START Material shown

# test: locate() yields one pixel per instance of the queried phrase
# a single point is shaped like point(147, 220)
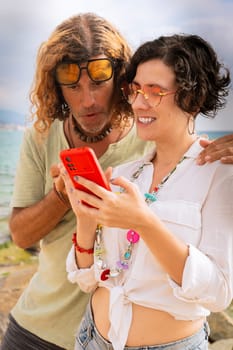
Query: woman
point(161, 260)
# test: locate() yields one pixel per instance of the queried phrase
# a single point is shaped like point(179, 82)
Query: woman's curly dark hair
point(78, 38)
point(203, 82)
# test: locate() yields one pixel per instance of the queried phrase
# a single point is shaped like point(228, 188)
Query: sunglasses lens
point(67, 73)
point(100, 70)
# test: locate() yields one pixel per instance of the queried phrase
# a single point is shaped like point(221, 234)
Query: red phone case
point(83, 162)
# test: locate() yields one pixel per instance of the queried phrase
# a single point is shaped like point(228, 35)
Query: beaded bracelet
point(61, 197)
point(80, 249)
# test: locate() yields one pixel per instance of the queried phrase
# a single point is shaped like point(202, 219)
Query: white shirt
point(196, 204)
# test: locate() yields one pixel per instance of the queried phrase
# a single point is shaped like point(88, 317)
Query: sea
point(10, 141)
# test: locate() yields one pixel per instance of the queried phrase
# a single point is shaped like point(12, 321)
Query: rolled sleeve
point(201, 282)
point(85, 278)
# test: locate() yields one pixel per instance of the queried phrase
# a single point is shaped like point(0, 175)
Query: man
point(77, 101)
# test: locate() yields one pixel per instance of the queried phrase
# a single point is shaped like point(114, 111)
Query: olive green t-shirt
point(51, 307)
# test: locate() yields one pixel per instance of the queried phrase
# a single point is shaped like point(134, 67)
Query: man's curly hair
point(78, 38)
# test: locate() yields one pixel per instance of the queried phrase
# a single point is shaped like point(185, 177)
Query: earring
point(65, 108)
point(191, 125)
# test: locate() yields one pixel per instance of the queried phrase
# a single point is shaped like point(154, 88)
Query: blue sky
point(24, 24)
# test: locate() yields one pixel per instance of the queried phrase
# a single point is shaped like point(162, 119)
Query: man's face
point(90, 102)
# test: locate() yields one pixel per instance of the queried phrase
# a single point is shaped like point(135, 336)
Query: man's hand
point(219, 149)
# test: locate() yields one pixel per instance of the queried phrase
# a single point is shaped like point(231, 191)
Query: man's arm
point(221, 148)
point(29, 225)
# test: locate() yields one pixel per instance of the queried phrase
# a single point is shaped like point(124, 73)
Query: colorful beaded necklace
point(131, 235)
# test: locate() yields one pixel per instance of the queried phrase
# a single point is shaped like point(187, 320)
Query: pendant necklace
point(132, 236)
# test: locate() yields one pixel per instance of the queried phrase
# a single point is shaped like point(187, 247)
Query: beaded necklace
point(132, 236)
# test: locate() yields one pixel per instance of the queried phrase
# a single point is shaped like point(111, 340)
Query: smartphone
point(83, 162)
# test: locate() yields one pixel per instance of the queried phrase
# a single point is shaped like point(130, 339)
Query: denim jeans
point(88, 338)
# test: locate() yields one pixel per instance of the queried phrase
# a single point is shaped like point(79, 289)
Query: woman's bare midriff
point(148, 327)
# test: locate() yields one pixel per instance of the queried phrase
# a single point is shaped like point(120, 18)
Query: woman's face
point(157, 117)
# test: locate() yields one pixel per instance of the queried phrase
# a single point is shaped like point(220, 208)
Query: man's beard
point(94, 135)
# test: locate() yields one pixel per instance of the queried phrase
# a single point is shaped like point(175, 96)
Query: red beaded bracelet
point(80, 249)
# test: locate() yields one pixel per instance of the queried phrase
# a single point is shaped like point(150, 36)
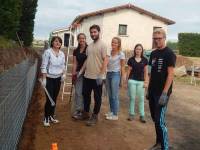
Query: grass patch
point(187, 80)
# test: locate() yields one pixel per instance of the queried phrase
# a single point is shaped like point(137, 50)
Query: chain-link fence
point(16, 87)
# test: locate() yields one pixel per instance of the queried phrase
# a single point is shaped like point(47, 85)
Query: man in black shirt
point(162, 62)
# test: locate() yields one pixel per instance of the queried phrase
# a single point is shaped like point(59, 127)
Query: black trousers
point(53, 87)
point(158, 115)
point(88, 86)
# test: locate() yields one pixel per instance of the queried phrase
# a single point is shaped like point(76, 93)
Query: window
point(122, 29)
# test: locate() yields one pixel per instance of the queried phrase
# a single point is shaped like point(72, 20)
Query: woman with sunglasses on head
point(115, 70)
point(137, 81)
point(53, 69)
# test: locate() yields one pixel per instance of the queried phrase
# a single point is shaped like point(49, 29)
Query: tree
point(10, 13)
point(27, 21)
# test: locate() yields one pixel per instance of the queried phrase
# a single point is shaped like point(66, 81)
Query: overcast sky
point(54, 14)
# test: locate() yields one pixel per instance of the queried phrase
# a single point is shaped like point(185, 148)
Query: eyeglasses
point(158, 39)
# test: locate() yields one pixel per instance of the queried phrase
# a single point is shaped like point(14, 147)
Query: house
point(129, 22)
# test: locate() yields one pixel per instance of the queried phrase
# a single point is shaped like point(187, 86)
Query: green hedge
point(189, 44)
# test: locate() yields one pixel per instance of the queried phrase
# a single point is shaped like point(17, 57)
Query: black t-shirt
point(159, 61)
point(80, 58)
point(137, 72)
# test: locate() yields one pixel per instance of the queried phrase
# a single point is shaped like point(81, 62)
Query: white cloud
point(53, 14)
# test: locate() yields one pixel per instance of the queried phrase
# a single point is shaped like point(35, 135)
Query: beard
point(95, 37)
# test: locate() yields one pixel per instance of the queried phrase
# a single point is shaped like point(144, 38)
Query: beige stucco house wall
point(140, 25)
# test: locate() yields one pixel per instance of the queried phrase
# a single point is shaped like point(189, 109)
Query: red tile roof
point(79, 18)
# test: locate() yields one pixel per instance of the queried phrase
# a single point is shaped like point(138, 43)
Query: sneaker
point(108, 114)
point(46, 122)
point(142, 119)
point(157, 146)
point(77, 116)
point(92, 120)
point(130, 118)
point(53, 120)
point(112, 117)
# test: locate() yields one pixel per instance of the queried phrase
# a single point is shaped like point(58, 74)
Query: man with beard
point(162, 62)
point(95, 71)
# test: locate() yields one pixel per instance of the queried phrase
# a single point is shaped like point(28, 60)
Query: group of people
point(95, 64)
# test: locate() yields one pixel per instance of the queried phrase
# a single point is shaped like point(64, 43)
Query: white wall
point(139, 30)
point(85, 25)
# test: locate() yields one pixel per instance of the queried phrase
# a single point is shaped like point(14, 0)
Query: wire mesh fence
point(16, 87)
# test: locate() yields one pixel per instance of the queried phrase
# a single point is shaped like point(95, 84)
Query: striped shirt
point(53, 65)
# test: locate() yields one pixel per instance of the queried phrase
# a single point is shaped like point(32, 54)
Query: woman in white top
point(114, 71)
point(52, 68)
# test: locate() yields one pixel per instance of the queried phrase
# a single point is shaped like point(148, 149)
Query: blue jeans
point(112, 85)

END Material shown

== Given task ==
Write out all the rows above again, switching every "Query" to "Prompt" and keeping everything else the same. Leave the pictures out.

== Solved exercise ==
# test: locate() yields one pixel per instance of the queried phrase
# a single point is shaped like point(147, 220)
Prompt: woman
point(161, 260)
# test: locate() yields one pixel per instance of the queried phrase
# a single point is shaped like point(179, 82)
Prompt: woman's curly dark hair
point(78, 38)
point(203, 82)
# test: locate() yields one pixel per instance of the queried phrase
# a single point is shaped like point(228, 188)
Prompt: sunglasses lens
point(67, 73)
point(100, 70)
# test: locate() yields one pixel per instance of the queried phrase
# a single point is shaped like point(221, 234)
Prompt: red phone case
point(83, 162)
# test: locate() yields one pixel per instance of the queried phrase
# a single point is shaped like point(228, 35)
Prompt: beaded bracelet
point(61, 197)
point(80, 249)
# test: locate() yields one pixel per instance of the queried phrase
# a single point is shaped like point(202, 219)
Prompt: white shirt
point(196, 204)
# test: locate() yields one pixel per instance of the queried phrase
# a single point is shaped like point(88, 317)
Prompt: sea
point(10, 141)
# test: locate() yields one pixel per instance of the queried phrase
# a single point is shaped like point(12, 321)
Prompt: rolled sleeve
point(201, 282)
point(85, 278)
# test: locate() yields one pixel per instance of the queried phrase
# a single point is shaped like point(0, 175)
Prompt: man
point(77, 101)
# test: locate() yields one pixel per instance of the queried phrase
# a single point is shaped like point(114, 111)
Prompt: olive green t-shirt
point(51, 307)
# test: locate() yields one pixel per instance of the queried phrase
# a single point is shaped like point(134, 67)
Prompt: man's curly hair
point(78, 38)
# test: locate() yields one pixel per instance of the queried phrase
# a single point is shaped like point(185, 177)
Prompt: earring
point(65, 108)
point(191, 125)
# test: locate() yields one pixel per instance of the queried phrase
# a single point is shaped like point(154, 88)
Prompt: blue sky
point(24, 24)
# test: locate() yields one pixel per instance of the queried phrase
# a single point is shaped like point(162, 119)
Prompt: man's face
point(90, 102)
# test: locate() yields one pixel per instance of the queried phrase
# a single point is shaped like point(135, 336)
Prompt: man's hand
point(219, 149)
# test: locate() yields one pixel per instance of the queried phrase
# a single point is shaped like point(231, 191)
Prompt: man's arm
point(221, 148)
point(29, 225)
# test: locate() yields one pixel per instance of the queried phrase
# a single point is shaped like point(124, 73)
Prompt: colorful beaded necklace
point(131, 235)
# test: locate() yields one pixel per instance of the queried phrase
# a single point is shaped like point(187, 320)
Prompt: pendant necklace
point(132, 236)
# test: locate() yields one pixel per instance of the queried phrase
# a single point is shaped like point(187, 247)
Prompt: beaded necklace
point(132, 236)
# test: locate() yields one pixel per instance of the queried phrase
# a single point is shaped like point(111, 340)
Prompt: smartphone
point(83, 162)
# test: locate() yields one pixel per instance of the queried phrase
# a single point is shaped like point(130, 339)
Prompt: denim jeans
point(88, 338)
# test: locate() yields one pixel per instance of the queried phrase
# a single point is shaped like point(79, 289)
Prompt: woman's bare midriff
point(148, 327)
# test: locate() yields one pixel per instance of the queried phrase
# a single point is shaped like point(120, 18)
Prompt: woman's face
point(157, 117)
# test: locate() yields one pixel per instance of the queried phrase
# a single point is shaped like point(220, 208)
Prompt: man's beard
point(94, 135)
# test: locate() yields one pixel per instance of the queried phrase
# a single point is shaped like point(175, 96)
Prompt: red beaded bracelet
point(80, 249)
# test: locate() yields one pixel per instance of the queried phrase
# a single point is shaped like point(150, 36)
Prompt: grass patch
point(187, 80)
# test: locate() yields one pixel per instance of the queried phrase
# a single point is shaped like point(137, 50)
Prompt: chain-link fence
point(16, 87)
# test: locate() yields one pixel per instance of the queried phrase
# a single point is shaped like point(47, 85)
Prompt: man in black shirt
point(162, 62)
# test: locate() yields one pixel per instance of the queried phrase
# a single point is shaped like point(59, 127)
Prompt: black trousers
point(53, 87)
point(158, 115)
point(88, 86)
# test: locate() yields one pixel per instance of the queried phrase
# a single point is shaped like point(76, 93)
Prompt: window
point(122, 29)
# test: locate() yields one pixel per instance of the queried phrase
# a single point is shaped like point(72, 20)
Prompt: woman with sunglasses on head
point(115, 70)
point(137, 81)
point(53, 69)
# test: locate() yields one pixel per instance of the queried phrase
# a single point is shaped like point(49, 29)
Prompt: tree
point(10, 13)
point(27, 21)
# test: locate() yields one pixel per instance of the queried phrase
# a single point is shaped like point(66, 81)
Prompt: overcast sky
point(54, 14)
# test: locate() yields one pixel per instance of the queried phrase
# a single point is shaped like point(185, 148)
Prompt: eyeglasses
point(158, 39)
# test: locate() yields one pixel per instance of the queried phrase
# a single point is shaped like point(14, 147)
Prompt: house
point(129, 22)
# test: locate() yields one pixel per instance of the queried phrase
# a single point is shaped like point(187, 86)
Prompt: green hedge
point(189, 44)
# test: locate() yields one pixel per instance of the queried phrase
# a single point is shaped like point(17, 57)
Prompt: black t-shirt
point(159, 61)
point(80, 58)
point(137, 72)
# test: locate() yields one pixel per instance of the queried phrase
# a single point is shaped like point(81, 62)
Prompt: white cloud
point(53, 14)
# test: locate() yields one pixel per instance of the queried phrase
# a single point is shaped like point(35, 135)
Prompt: beard
point(95, 37)
# test: locate() yields one pixel per instance of the queried phrase
# a single point is shaped like point(144, 38)
Prompt: beige stucco house wall
point(140, 25)
# test: locate() yields one pixel per instance of the queried phrase
# a single point is shaped like point(189, 109)
Prompt: red tile roof
point(79, 18)
# test: locate() yields one pixel per instance of the queried phrase
# a single point is shaped like point(138, 43)
Prompt: sneaker
point(108, 114)
point(46, 122)
point(142, 119)
point(157, 146)
point(77, 116)
point(92, 120)
point(130, 118)
point(53, 120)
point(112, 117)
# test: locate() yields one pixel per instance of the queried phrase
# a single point is shaped like point(58, 74)
Prompt: man with beard
point(162, 62)
point(95, 71)
# test: locate() yields one pixel per instance of the queried phrase
# a single point is shaped like point(28, 60)
Prompt: group of people
point(95, 64)
# test: locate() yields one pixel per instance of the queried phrase
# a single point is shaped like point(64, 43)
Prompt: white wall
point(139, 30)
point(85, 25)
# test: locate() yields one pixel per instance of the queried phrase
# a single point is shaped like point(14, 0)
Prompt: wire mesh fence
point(16, 87)
# test: locate() yields one pixel per instance of the queried phrase
# a single point is shaped like point(95, 84)
Prompt: striped shirt
point(53, 65)
# test: locate() yields one pixel per instance of the queried phrase
# a single point is shaped like point(32, 54)
Prompt: woman in white top
point(114, 71)
point(52, 68)
# test: locate() yields one pixel per instance of the queried phrase
# a single point is shaped like point(148, 149)
Prompt: blue jeans
point(112, 85)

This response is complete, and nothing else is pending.